Prompt:
What you print must match the data line for line.
___ Listed records
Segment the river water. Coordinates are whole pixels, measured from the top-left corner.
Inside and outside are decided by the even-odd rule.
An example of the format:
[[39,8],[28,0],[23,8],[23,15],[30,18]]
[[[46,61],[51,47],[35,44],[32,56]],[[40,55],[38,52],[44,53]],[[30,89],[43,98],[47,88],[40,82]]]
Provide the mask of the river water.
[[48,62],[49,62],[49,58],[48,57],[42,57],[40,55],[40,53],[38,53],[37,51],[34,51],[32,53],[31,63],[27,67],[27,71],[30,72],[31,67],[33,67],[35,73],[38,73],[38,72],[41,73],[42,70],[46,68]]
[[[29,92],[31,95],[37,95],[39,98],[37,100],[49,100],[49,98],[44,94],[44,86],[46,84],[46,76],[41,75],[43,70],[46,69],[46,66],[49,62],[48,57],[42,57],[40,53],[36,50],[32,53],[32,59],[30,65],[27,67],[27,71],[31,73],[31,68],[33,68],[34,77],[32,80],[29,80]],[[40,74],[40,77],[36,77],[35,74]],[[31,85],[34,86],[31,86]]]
______
Output below:
Segment the river water. Coordinates are whole pixels, measured from the top-left corner.
Inside and outside are decided by the even-odd rule.
An example of the format:
[[39,8],[28,0],[23,8],[23,15],[30,18]]
[[[46,61],[51,47],[35,44],[32,56]],[[40,55],[38,52],[44,53]],[[30,89],[43,98],[47,88],[40,82]]]
Provide the mask of the river water.
[[48,62],[49,62],[49,58],[48,57],[42,57],[40,55],[40,53],[38,53],[37,51],[34,51],[32,53],[31,63],[27,67],[27,71],[30,72],[31,67],[33,67],[35,73],[38,73],[38,72],[41,73],[42,70],[46,68]]
[[[29,92],[31,95],[37,95],[39,98],[37,100],[49,100],[49,98],[44,94],[44,86],[46,84],[46,76],[41,75],[43,70],[46,69],[46,66],[49,62],[48,57],[42,57],[40,53],[36,50],[32,53],[32,59],[30,65],[27,67],[27,71],[31,73],[31,68],[33,68],[34,77],[32,80],[29,80]],[[40,74],[40,77],[36,77],[35,74]],[[31,85],[34,86],[31,86]]]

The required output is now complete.